TEXT SHOWN:

# National War in the Pacific and Nimitz Museum in Fredericksburg, Texas



## Donivanp (Oct 11, 2015)

The National War in the Pacific and Nimitz Museum in Fredericksburg, Texas is a small but packed museum. there at 5 aircraft on display, (though the Zero is not available for view right now as it is in storage).

There is a B-25 on a carrier deck diorama, and F4F in Guadalcanal diorama, a Rex float plane and a Val (somewhat hidden, in a wreck diorama). The Val is behind a display screen and cannot be seen during the video. It is a wreck pulled from New Britain Island. 

There are many other displays but I am limiting this to the aircraft as this is an aircraft site, but they do have a two man sub and displays and modles of several war ship and guns, naval and ground. Great museum.

Reactions: Like Like:
1 | Like List reactions


----------



## Crimea_River (Oct 11, 2015)

Great stuff. If you have more pics, go ahead and post.


----------



## Jeff Hunt (Oct 11, 2015)

Excellent.

Jeff


----------



## Wurger (Oct 12, 2015)




----------



## Wayne Little (Oct 12, 2015)

Great!


----------



## Gnomey (Oct 12, 2015)

Great shots! 

Please feel free to not limit it to just aircraft related stuff...


----------



## Wildcat (Oct 13, 2015)

Nice shots!


----------



## Airframes (Oct 13, 2015)

Good stuff Don.


----------



## wheelsup_cavu (Oct 13, 2015)

Nice shots. 


Wheels


----------



## T Bolt (Oct 14, 2015)

Great shots Don


----------

DATA SHOWN:
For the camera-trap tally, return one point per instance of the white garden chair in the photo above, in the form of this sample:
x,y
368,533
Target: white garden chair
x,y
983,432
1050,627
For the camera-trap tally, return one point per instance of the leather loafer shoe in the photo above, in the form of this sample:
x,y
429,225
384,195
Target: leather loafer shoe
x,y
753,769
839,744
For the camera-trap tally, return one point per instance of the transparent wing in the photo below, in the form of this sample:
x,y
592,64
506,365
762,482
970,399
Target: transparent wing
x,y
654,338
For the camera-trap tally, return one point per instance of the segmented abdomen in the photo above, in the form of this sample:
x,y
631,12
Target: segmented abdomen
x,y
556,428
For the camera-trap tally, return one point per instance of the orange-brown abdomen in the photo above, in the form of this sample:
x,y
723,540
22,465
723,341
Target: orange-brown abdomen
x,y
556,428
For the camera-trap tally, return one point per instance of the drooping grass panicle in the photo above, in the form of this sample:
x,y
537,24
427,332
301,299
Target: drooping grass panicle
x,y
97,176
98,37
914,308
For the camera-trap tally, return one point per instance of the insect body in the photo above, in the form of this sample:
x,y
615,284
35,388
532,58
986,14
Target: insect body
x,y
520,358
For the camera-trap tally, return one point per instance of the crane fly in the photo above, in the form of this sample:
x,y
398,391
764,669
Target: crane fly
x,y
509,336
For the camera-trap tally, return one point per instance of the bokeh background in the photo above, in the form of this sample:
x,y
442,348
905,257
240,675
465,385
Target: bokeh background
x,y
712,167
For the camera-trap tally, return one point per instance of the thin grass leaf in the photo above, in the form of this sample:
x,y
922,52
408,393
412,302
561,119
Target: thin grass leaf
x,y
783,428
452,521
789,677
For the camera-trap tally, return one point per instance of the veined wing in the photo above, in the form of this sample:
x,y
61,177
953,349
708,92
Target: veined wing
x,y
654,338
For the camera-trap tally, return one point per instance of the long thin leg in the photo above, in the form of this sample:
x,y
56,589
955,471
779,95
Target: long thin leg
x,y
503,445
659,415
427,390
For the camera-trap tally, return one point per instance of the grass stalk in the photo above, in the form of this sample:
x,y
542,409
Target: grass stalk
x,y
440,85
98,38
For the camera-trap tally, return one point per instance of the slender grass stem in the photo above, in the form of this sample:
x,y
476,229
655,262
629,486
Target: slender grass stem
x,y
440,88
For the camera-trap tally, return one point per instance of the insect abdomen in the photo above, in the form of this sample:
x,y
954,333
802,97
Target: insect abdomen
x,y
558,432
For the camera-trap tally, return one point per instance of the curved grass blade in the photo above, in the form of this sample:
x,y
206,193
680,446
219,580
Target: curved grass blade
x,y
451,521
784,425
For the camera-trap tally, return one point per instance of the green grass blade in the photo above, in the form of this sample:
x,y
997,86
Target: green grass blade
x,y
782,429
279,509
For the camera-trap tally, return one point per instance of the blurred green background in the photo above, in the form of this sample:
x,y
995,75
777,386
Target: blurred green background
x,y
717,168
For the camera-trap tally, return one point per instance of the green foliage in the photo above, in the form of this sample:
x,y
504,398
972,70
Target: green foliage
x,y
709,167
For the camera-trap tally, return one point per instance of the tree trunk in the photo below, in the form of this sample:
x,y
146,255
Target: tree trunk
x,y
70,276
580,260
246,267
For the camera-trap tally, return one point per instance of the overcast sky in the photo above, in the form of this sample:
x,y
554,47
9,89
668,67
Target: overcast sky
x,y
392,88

DIRECTIVES:
1. According to the museum thread, where was the Val wreck pulled from?
2. Put the part of the records that opens with the line containing "of the tree" and closes with the last line of the records, both included, into a numbered list with blank lines left out.

TASK ANSWERS:
1. New Britain Island.

2.
1. For the camera-trap tally, return one point per instance of the tree trunk in the photo below, in the form of this sample:
2. x,y
3. 146,255
4. Target: tree trunk
5. x,y
6. 70,276
7. 580,260
8. 246,267
9. For the camera-trap tally, return one point per instance of the overcast sky in the photo above, in the form of this sample:
10. x,y
11. 554,47
12. 9,89
13. 668,67
14. Target: overcast sky
15. x,y
16. 392,88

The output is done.